Stated problem:
Please convert the listing below into a numbered list that covers only the lines from the one with "point_to SHOULD place one pin on every instance of the painted" up to and including the one with "the wooden peg", leaving out any blank lines.

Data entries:
** BEGIN **
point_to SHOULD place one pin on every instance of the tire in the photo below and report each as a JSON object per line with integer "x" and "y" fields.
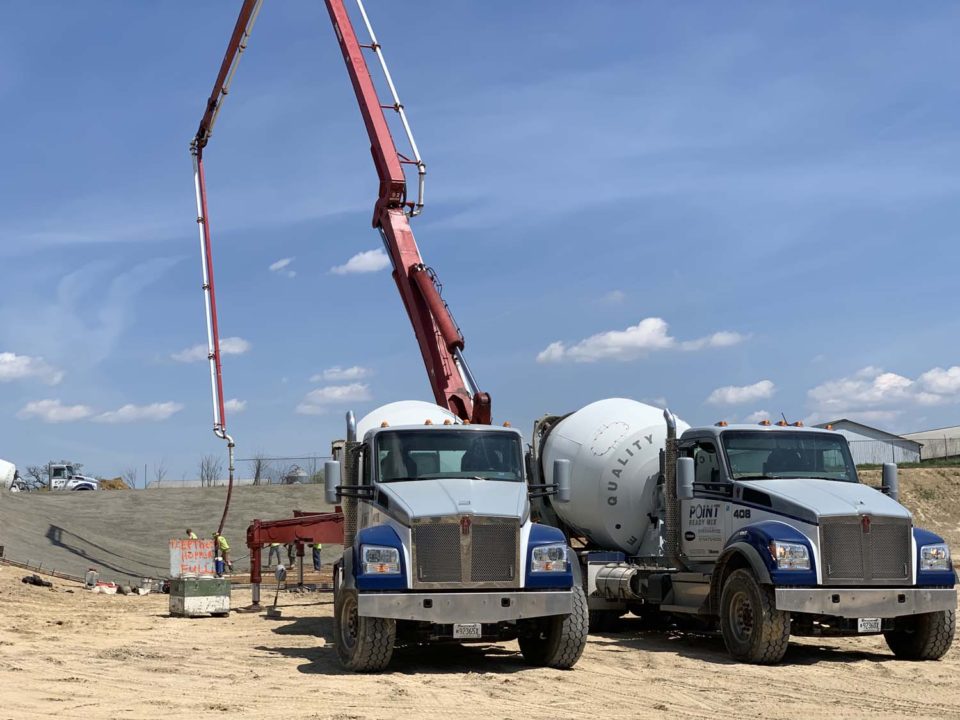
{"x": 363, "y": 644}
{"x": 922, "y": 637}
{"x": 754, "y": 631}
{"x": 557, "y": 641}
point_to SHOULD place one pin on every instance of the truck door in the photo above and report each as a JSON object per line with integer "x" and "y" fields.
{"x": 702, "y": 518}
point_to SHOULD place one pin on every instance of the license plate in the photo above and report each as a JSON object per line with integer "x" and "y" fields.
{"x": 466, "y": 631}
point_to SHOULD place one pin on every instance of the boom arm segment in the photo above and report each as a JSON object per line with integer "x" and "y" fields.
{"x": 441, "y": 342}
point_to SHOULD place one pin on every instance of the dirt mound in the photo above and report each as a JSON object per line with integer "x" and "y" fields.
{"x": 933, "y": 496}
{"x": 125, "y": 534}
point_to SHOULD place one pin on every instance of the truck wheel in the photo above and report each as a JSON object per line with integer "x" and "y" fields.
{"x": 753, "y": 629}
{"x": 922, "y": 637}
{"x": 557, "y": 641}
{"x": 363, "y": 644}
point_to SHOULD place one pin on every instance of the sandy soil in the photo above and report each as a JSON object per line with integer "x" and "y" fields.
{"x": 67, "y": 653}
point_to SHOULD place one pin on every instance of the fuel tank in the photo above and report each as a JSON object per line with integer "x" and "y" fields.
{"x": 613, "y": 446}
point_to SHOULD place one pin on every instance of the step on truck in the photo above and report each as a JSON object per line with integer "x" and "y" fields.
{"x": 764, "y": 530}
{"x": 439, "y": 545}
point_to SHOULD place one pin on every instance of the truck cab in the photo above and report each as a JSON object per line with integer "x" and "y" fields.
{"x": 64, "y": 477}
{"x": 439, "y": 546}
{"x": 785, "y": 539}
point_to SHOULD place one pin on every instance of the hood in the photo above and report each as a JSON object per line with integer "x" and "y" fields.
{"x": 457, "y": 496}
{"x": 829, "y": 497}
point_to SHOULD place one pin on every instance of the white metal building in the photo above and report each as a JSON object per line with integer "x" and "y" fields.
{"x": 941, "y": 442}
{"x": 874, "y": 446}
** END **
** BEGIN **
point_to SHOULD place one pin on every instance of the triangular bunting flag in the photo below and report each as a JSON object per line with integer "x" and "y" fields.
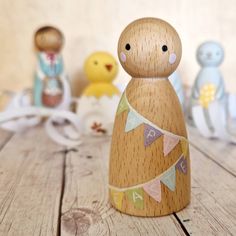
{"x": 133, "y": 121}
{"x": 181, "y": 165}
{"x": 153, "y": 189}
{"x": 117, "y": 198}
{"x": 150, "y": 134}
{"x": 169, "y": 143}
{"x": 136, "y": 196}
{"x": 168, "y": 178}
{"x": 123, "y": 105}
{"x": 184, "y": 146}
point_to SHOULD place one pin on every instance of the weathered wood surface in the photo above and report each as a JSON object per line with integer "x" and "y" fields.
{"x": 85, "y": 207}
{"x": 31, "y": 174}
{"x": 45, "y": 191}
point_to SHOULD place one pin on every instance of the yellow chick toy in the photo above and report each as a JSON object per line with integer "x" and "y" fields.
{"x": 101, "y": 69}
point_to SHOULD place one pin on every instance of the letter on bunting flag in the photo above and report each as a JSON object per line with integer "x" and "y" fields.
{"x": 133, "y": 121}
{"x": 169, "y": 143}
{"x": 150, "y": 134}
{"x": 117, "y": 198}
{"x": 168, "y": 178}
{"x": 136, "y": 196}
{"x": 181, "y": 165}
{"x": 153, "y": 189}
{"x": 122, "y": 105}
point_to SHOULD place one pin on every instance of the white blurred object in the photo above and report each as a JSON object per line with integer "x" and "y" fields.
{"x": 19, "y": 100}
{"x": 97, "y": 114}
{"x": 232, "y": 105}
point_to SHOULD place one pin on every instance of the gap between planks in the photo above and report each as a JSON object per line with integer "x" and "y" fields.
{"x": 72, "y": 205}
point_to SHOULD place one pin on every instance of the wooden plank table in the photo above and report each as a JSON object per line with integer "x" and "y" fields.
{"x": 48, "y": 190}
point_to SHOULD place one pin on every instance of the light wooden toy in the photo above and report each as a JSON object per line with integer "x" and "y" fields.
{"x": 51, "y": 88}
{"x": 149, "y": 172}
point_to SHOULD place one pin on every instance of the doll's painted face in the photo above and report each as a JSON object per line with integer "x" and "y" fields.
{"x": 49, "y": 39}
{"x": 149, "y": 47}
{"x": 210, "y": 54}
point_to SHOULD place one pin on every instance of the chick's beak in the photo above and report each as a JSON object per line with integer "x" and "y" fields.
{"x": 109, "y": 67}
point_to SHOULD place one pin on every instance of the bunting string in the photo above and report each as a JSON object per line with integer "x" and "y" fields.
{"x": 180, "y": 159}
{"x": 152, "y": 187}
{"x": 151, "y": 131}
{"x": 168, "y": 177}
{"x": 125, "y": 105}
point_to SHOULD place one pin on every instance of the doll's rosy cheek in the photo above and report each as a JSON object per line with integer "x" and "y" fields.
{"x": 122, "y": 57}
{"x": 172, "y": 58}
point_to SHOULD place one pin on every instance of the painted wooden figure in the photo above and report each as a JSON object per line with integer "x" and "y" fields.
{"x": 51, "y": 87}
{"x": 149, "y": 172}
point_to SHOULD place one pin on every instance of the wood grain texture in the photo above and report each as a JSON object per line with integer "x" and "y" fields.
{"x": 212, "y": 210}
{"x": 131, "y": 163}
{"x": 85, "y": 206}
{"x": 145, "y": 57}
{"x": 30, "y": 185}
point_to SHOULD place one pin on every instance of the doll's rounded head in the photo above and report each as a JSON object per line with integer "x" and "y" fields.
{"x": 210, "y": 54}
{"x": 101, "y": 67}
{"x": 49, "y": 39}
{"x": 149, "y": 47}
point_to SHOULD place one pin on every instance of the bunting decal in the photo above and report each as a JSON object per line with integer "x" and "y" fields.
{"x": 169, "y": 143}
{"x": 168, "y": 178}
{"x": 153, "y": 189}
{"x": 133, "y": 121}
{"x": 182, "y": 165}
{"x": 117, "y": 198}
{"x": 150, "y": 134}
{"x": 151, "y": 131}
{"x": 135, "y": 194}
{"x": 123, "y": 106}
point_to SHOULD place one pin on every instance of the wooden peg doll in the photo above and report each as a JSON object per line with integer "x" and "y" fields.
** END **
In response:
1. point_to SHOULD place one pin on every instance of the painted wooden figure in the photo above and report each as a JSON object per line with integer "x" and "y" fields.
2. {"x": 51, "y": 87}
3. {"x": 149, "y": 172}
4. point_to SHOULD place one pin on every instance of the wood grain texture in the photo above and report each as a JSON object per line with integer "x" and "y" fields.
5. {"x": 212, "y": 210}
6. {"x": 131, "y": 163}
7. {"x": 85, "y": 206}
8. {"x": 145, "y": 57}
9. {"x": 30, "y": 185}
10. point_to SHOULD place one pin on every instance of the doll's rounded head in the photo above and report each as a JSON object per line with integer "x" and "y" fields.
11. {"x": 210, "y": 54}
12. {"x": 101, "y": 67}
13. {"x": 49, "y": 39}
14. {"x": 149, "y": 47}
15. point_to SHOULD place one pin on every instance of the bunting decal in the photo above and report each as a JSON object per line with integer "x" and "y" fields.
16. {"x": 169, "y": 143}
17. {"x": 168, "y": 178}
18. {"x": 153, "y": 189}
19. {"x": 133, "y": 121}
20. {"x": 182, "y": 165}
21. {"x": 117, "y": 198}
22. {"x": 150, "y": 134}
23. {"x": 151, "y": 131}
24. {"x": 135, "y": 194}
25. {"x": 123, "y": 106}
26. point_to SHOULD place one pin on every instance of the wooden peg doll in the photo above and report each as a JSON object per line with integer "x" and "y" fields.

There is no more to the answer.